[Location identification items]
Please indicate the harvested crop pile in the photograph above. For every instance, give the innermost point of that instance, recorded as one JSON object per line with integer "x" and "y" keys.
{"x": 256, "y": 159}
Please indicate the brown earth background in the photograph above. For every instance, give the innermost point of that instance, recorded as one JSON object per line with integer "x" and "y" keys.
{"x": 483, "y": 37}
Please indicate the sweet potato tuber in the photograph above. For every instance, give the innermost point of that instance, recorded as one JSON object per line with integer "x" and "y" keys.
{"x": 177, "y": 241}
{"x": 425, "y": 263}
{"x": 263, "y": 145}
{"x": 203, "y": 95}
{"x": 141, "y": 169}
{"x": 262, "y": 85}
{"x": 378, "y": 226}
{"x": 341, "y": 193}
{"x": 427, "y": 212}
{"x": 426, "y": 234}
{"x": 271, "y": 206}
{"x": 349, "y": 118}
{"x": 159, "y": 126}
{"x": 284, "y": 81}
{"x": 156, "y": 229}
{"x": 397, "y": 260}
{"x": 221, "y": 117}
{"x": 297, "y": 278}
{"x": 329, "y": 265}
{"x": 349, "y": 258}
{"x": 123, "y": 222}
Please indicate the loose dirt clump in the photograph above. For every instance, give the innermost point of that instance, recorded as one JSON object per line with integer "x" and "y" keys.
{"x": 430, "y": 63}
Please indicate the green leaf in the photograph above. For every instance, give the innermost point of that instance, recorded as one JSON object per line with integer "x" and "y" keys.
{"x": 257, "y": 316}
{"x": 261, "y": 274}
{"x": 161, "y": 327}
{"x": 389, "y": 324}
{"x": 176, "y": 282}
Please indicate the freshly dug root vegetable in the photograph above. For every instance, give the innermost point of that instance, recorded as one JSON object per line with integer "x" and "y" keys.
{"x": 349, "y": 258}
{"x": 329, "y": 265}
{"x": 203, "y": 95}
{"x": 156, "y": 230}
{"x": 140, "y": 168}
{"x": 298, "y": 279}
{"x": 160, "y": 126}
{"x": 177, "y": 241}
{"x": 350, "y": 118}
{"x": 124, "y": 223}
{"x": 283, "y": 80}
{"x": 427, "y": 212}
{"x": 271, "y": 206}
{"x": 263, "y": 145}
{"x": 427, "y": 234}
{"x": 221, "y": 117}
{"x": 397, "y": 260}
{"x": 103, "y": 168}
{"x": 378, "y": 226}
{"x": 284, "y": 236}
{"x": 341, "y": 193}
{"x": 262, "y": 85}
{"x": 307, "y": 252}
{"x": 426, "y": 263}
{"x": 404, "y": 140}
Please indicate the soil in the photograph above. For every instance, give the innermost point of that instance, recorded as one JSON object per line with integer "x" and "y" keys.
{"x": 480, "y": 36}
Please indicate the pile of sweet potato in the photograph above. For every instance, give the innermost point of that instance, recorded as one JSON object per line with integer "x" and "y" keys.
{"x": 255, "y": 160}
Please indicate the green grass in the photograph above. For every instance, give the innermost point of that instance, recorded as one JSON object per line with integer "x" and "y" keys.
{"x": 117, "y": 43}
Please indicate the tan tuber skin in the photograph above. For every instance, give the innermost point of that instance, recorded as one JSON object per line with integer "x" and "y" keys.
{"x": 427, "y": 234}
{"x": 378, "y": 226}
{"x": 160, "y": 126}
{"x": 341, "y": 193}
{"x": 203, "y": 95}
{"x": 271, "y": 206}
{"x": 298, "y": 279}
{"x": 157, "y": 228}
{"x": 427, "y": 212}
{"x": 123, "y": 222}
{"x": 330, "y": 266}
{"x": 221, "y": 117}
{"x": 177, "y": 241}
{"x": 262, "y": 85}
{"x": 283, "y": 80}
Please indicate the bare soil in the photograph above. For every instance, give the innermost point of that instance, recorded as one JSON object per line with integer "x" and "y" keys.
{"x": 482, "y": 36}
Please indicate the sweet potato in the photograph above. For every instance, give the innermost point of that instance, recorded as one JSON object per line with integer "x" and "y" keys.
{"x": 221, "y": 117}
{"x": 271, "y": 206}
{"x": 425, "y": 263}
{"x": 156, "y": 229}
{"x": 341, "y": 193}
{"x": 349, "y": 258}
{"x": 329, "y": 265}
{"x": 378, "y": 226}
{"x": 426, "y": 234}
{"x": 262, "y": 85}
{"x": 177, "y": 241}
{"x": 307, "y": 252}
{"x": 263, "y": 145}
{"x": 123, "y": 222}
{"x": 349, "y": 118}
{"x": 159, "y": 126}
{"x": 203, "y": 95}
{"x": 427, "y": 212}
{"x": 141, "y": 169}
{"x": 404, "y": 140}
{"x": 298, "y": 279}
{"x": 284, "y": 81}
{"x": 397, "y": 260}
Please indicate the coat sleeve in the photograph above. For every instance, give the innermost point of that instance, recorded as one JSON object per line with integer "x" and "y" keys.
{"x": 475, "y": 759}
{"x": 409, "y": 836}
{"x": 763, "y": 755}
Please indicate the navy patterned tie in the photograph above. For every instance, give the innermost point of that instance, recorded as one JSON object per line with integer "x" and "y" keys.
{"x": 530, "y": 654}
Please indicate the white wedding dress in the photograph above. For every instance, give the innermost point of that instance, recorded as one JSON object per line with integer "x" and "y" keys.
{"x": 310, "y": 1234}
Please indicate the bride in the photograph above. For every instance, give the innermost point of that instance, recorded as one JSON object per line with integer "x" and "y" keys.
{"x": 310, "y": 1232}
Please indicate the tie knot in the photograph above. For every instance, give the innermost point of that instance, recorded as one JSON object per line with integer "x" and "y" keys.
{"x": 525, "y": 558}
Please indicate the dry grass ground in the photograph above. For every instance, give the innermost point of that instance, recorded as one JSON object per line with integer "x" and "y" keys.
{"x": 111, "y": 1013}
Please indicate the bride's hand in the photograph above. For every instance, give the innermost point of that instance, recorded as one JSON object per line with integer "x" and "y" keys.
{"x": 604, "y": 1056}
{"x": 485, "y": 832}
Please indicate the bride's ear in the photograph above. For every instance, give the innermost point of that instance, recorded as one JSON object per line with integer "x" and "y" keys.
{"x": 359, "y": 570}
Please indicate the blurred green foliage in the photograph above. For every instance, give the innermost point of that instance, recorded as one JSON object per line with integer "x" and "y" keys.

Exercise =
Reproduce every line of the data from the line containing "Please indicate the tie" through the end of the data, inclusive. Increase each x and y coordinate by 20 and leave all other text unchanged.

Written reply =
Please indicate the tie knot in the photograph above. For every instance, give the innermost point of that instance, recorded as one JSON object per line with integer "x" and "y" keys.
{"x": 545, "y": 578}
Please indicate the dry grass ground in the photograph above. For every instance, give the innermost point of that instance, recorded as one JSON object per line with integer "x" and "y" keys.
{"x": 131, "y": 1033}
Please indicate the bride's hand in the photograph above. For every instance, give the innermost point of that instance, recorded as one JSON object per line with integer "x" and "y" keys.
{"x": 624, "y": 1076}
{"x": 505, "y": 852}
Please indicate the bride's ear in the photograph above. For every instance, give the innermost point of that instance, recorded as one JSON object per line with integer "x" and "y" keys.
{"x": 379, "y": 590}
Please indicate the blurred green foliage in the photograph above. For every instance, give the innermost point of that instance, recorded as one JSON object per line with integer "x" and "y" keys.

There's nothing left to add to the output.